::: Given information :::

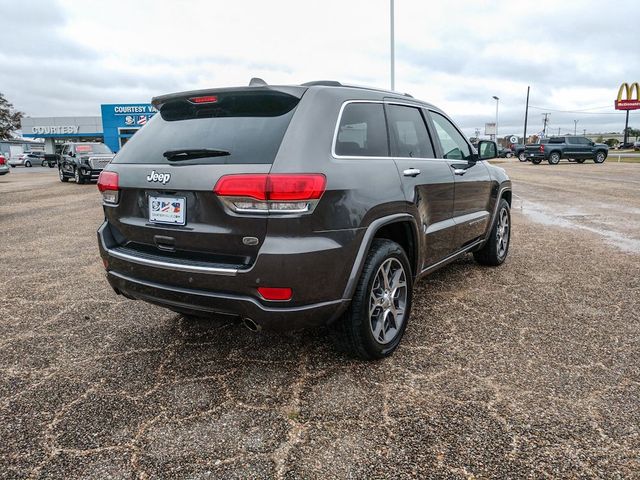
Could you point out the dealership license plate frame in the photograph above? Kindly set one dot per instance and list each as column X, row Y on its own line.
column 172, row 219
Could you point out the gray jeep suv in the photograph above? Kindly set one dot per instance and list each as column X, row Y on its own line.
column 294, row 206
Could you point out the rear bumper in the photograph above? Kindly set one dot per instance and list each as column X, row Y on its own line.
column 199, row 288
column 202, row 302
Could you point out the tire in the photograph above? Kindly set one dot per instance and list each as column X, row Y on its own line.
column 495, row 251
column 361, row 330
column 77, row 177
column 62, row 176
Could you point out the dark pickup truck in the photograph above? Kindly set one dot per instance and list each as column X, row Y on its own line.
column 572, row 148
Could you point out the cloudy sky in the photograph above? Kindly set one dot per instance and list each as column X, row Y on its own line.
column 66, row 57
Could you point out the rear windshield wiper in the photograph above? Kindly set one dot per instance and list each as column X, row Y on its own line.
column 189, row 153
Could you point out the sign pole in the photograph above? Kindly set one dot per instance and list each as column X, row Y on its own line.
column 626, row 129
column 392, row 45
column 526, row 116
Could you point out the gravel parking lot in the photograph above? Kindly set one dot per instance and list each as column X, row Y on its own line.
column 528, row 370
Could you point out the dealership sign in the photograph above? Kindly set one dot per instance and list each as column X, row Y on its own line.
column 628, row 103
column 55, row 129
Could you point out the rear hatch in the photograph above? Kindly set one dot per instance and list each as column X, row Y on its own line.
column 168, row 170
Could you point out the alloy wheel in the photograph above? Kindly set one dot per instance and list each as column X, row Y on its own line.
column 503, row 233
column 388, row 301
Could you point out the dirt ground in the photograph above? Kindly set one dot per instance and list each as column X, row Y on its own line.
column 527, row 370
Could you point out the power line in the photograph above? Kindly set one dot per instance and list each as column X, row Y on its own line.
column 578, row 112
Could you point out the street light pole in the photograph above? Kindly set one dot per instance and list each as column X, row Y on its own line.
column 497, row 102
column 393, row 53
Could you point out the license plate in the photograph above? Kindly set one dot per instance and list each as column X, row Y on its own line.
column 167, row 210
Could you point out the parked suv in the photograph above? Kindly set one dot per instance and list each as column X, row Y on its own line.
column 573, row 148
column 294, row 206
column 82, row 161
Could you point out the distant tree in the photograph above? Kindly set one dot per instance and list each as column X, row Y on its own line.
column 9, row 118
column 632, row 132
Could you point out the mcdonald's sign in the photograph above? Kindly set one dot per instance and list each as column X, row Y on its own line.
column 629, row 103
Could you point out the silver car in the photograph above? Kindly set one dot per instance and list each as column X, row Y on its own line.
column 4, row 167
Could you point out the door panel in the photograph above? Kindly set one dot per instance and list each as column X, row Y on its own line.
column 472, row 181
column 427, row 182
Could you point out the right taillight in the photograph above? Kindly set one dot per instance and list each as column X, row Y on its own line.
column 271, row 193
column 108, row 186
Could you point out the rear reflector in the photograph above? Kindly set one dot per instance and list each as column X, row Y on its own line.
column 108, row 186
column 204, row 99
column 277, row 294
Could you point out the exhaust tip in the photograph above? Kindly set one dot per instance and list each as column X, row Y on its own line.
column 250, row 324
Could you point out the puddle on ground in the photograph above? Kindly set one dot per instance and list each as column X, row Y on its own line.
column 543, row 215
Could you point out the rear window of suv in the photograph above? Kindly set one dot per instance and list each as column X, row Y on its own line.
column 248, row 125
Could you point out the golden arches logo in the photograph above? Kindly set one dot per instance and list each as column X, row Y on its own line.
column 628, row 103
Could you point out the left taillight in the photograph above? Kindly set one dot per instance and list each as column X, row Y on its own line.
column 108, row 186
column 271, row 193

:::
::: Given information :::

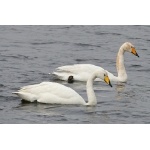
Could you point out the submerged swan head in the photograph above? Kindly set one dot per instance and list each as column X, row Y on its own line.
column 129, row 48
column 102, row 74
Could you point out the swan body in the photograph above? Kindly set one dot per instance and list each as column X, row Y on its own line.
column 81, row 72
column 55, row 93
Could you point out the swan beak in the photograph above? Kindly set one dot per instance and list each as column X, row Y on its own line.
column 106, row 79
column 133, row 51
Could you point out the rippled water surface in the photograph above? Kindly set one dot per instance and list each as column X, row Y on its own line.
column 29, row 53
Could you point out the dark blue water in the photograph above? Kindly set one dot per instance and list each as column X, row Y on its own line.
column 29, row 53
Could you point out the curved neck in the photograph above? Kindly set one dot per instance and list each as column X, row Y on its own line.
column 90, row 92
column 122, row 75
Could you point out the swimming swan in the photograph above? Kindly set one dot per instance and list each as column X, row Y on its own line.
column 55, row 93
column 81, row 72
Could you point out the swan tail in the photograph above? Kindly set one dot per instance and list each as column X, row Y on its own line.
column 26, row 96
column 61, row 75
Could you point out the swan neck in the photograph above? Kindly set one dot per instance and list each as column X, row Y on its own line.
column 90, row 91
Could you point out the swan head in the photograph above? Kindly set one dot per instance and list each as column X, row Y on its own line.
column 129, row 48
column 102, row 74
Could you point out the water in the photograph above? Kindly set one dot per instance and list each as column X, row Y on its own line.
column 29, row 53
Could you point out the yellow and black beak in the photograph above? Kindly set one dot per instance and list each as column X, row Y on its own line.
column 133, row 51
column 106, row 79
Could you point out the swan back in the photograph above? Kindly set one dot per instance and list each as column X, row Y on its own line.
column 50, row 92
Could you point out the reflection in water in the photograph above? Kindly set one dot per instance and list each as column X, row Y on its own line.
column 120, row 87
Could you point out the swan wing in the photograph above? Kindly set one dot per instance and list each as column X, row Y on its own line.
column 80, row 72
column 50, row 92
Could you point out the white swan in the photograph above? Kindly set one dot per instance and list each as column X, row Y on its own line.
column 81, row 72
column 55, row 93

:::

Work required>
Express everything in the items above from the line containing "Could you point out the dealership license" down to the line containing "column 572, row 148", both included, as a JSON list of strings with one string per line. Leave out blank lines.

Result below>
[
  "Could you point out the dealership license plate frame in the photograph above? Kindly set one dot per instance and list each as column X, row Y on its own line.",
  "column 172, row 219",
  "Could you point out the gray jeep suv in the photograph above? Kindly set one dot per instance and list each as column X, row Y on its own line.",
  "column 294, row 206",
  "Could you point out the rear bumper in the photograph above? Kindly set one dot per instance and list each as column X, row Y on its own line.",
  "column 199, row 288",
  "column 202, row 302",
  "Could you point out the tire in the photograph above? Kindly set one dot per instance and list each as column X, row Y on its own line.",
  "column 495, row 251",
  "column 361, row 330",
  "column 77, row 177",
  "column 62, row 176",
  "Could you point out the dark pickup truck in the photograph above? Kindly set one dot per instance and list each as column X, row Y on its own line.",
  "column 572, row 148"
]